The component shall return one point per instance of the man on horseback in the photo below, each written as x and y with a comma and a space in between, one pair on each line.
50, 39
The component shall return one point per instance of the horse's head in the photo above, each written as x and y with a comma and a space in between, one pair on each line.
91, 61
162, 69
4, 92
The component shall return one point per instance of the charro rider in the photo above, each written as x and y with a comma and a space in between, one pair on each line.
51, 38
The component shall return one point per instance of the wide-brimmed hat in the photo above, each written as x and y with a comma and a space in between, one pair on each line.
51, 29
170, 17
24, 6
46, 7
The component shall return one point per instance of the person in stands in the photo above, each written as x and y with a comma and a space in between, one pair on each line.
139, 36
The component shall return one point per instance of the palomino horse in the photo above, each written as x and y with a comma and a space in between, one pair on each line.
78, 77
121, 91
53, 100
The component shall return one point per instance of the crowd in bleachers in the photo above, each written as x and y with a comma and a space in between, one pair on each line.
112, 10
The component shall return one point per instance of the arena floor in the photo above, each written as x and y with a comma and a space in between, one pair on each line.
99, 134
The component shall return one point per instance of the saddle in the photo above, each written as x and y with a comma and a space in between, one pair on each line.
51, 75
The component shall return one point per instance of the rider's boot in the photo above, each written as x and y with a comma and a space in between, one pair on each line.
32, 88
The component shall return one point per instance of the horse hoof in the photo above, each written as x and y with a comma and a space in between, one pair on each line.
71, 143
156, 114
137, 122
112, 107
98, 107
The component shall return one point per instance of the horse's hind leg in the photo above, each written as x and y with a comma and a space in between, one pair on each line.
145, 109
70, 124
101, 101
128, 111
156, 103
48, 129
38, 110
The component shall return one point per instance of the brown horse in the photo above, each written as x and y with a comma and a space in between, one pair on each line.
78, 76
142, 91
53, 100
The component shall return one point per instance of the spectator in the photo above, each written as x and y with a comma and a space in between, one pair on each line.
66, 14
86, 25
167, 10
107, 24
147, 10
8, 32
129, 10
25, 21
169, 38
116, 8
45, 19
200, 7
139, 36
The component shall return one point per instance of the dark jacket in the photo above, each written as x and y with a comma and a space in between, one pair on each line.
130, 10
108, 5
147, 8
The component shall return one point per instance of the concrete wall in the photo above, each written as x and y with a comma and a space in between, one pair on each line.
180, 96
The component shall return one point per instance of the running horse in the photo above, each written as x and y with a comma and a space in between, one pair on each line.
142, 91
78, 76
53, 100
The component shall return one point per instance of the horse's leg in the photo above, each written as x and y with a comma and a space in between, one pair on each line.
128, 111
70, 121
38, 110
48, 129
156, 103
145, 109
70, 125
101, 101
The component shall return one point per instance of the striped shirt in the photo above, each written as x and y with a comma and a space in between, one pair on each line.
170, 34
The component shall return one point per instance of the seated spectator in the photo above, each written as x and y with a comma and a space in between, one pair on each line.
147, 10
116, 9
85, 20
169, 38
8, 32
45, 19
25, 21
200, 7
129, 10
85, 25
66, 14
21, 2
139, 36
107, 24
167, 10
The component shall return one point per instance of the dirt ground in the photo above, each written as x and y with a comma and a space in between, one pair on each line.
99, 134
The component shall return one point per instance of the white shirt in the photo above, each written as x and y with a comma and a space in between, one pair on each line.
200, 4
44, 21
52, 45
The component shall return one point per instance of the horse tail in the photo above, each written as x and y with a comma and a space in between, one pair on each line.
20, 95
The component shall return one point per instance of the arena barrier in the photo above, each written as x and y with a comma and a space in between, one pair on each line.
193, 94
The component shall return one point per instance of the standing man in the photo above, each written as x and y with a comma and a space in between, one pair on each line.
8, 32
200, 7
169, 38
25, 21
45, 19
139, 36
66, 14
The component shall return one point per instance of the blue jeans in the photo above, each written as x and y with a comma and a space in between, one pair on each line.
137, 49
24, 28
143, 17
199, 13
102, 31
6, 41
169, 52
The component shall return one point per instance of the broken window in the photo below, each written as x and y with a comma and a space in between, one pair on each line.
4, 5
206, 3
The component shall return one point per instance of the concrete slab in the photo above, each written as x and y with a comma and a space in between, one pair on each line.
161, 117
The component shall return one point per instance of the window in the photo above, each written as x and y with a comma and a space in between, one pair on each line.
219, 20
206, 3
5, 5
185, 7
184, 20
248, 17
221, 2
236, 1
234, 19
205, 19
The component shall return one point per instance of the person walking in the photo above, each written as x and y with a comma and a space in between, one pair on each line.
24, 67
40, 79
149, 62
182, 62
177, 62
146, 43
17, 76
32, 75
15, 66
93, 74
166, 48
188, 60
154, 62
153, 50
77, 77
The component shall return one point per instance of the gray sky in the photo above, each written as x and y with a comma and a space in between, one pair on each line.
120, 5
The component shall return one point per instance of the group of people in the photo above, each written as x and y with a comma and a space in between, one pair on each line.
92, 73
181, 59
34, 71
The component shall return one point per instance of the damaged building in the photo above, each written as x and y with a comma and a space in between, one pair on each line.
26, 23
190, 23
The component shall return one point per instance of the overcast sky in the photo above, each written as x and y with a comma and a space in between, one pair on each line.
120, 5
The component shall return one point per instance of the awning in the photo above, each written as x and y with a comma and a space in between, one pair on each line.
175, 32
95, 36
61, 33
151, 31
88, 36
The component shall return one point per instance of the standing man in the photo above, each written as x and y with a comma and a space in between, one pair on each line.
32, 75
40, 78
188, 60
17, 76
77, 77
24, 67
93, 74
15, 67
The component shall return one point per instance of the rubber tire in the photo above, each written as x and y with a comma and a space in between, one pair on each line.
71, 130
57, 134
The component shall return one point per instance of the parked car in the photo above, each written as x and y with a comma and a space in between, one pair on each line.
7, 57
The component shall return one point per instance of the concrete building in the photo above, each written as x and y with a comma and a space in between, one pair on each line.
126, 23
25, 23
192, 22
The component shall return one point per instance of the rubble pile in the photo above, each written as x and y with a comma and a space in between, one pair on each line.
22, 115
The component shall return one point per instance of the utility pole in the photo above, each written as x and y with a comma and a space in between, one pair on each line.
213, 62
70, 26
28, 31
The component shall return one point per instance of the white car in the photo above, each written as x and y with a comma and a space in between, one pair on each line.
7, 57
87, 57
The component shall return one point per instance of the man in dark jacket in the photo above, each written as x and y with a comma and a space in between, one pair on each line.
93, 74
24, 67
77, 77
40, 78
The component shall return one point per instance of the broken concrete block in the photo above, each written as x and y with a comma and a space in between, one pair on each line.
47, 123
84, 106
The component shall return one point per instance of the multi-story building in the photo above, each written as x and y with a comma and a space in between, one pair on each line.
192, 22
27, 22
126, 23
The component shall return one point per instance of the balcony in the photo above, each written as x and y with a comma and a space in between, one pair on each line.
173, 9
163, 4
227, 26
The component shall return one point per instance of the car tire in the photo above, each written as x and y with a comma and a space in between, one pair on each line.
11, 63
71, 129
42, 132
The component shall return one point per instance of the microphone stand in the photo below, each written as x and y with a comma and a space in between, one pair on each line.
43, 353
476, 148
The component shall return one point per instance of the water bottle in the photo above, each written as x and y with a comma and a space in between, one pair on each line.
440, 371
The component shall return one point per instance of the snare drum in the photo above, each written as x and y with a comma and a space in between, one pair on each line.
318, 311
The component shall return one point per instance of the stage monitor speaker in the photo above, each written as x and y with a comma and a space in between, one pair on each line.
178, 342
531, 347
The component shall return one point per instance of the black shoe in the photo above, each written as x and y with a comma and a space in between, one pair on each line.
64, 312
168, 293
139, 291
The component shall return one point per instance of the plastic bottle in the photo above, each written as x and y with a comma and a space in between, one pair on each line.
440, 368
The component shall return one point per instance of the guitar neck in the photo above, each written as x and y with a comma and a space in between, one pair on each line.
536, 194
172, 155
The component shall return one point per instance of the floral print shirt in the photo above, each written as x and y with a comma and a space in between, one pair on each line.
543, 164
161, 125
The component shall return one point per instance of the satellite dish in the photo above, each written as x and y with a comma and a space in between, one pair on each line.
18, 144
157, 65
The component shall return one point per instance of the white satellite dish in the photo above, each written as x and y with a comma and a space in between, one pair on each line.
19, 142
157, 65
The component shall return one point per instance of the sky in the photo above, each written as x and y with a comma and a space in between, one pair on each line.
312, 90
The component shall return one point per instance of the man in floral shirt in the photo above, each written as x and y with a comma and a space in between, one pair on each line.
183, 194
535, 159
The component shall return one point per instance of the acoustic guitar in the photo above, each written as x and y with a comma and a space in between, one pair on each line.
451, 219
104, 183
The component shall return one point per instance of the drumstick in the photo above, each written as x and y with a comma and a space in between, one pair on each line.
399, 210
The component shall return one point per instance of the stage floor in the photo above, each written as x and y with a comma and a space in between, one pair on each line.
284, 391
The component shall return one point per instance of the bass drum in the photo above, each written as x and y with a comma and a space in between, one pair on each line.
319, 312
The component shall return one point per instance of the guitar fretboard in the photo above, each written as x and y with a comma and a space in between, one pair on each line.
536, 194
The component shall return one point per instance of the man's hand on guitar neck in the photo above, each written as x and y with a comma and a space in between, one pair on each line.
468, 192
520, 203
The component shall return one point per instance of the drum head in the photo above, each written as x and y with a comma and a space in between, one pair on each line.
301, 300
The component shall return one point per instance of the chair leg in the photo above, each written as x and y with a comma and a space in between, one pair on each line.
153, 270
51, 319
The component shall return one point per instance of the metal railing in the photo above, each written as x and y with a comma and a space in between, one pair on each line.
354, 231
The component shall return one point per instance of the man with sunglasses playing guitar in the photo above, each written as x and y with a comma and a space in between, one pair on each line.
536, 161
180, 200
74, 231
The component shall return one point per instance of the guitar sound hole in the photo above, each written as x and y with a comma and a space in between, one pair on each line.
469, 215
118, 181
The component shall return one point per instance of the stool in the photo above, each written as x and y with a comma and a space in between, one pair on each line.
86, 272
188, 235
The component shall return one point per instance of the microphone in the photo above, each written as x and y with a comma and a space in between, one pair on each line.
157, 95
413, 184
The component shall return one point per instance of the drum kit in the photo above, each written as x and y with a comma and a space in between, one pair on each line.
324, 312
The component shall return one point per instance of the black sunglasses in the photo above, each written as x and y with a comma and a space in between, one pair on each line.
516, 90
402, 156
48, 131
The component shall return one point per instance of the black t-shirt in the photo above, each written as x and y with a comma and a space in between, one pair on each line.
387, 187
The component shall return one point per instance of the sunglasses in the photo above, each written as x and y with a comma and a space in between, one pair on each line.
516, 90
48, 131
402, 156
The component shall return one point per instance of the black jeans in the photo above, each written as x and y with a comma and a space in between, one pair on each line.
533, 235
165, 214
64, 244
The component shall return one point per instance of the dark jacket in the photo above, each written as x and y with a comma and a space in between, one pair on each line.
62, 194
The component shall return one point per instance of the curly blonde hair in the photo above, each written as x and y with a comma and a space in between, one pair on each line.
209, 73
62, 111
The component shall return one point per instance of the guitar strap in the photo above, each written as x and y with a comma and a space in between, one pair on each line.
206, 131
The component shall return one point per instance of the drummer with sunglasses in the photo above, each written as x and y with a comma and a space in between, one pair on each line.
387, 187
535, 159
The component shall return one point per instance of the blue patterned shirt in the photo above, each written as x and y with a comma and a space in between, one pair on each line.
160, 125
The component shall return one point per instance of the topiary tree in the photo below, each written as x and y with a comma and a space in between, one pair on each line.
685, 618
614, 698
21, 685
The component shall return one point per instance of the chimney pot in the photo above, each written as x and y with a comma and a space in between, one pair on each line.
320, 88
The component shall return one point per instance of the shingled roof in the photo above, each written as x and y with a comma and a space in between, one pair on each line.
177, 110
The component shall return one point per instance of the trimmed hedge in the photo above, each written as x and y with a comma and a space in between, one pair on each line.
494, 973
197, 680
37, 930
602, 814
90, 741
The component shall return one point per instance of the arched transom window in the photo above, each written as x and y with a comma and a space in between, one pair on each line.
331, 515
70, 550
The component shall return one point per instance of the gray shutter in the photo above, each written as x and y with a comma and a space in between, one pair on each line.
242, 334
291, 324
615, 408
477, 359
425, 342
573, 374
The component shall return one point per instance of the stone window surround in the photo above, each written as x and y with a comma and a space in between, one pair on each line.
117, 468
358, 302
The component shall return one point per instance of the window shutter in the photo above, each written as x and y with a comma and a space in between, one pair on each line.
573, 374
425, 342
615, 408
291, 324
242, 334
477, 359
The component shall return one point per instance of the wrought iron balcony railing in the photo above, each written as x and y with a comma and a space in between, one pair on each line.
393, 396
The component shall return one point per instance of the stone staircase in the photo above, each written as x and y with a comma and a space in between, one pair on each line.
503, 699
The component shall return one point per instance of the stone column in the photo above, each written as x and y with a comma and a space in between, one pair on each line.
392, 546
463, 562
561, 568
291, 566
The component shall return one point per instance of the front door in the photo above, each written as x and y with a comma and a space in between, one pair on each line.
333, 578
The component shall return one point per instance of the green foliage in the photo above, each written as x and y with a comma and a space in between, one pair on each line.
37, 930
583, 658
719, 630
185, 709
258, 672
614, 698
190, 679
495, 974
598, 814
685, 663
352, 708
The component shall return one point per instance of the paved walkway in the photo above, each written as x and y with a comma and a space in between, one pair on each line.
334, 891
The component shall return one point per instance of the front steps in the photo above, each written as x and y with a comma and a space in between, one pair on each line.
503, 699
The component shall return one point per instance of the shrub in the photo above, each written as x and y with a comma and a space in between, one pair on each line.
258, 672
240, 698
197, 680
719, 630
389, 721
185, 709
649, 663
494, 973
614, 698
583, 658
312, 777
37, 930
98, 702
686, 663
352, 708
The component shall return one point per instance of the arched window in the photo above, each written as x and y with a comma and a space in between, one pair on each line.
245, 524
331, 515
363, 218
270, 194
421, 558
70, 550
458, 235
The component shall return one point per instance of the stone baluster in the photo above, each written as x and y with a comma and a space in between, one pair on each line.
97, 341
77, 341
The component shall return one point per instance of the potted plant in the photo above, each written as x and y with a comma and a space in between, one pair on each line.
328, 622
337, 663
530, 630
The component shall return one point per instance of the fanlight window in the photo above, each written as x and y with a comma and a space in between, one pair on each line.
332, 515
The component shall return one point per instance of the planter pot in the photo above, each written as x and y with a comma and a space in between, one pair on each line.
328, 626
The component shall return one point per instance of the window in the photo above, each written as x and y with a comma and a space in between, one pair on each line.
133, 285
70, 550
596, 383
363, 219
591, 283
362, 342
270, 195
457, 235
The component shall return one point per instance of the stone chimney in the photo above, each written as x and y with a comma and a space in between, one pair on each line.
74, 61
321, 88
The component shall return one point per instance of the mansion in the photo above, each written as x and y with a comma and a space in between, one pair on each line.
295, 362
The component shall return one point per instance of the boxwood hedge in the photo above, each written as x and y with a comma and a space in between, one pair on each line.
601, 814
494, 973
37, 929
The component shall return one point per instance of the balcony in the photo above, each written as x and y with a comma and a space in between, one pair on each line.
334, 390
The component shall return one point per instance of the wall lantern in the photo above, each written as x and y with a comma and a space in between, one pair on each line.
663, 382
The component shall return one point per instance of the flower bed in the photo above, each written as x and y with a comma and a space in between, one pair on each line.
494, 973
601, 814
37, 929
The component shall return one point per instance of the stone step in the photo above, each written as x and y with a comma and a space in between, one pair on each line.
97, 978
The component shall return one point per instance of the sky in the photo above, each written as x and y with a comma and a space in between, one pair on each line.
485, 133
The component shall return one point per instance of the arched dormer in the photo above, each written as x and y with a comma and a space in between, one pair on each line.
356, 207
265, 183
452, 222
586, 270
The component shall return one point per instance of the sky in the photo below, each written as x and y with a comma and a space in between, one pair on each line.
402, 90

----

Reproduce only the lines from the line containing "the stone chimney" to the last line of the material above, both of those lines included.

**Output below:**
The component shall return one point per instance of the stone chimney in the photo above, each written as x and y with a comma and a space in between, one pair on each line.
74, 61
321, 88
The component shall return one point per instance of the mansion in the photo above, each written as x and y with a comma and a space in between, one pair on each line.
295, 362
The component shall return one point per instance of the boxwood hedge in the photo above, each written as x and y with a comma and a space in between, one pair on each line.
601, 814
494, 973
37, 929
The component shall return one point per instance of the balcony in the photo above, each written as x and y with a comma and a space in between, one pair on each line.
334, 390
The component shall return one point per instance of the wall lantern in the photo above, each written as x and y with a comma and a space in between, one pair on each line.
663, 382
The component shall return one point per instance of the flower bed in the photo above, each written as x and y with a comma and a space in between, one pair on each line.
494, 973
601, 814
37, 929
The component shall return one point per instance of the stone step in the photo above, each written as x and y with a comma and a space in between, one pair on each line.
97, 978
The component shall return one point per instance of the sky in the photo above, each written as x and y with a comma and a space in between, one pair on each line.
485, 133
The component shall return one point per instance of the arched dormer in the photo above, each written as x and y with a comma and a space in between, one pair on each line.
356, 207
265, 183
452, 222
586, 270
The component shall return one point per instance of the sky in the photo below, each written as x and y with a comma and a space in between, one pair on each line.
402, 90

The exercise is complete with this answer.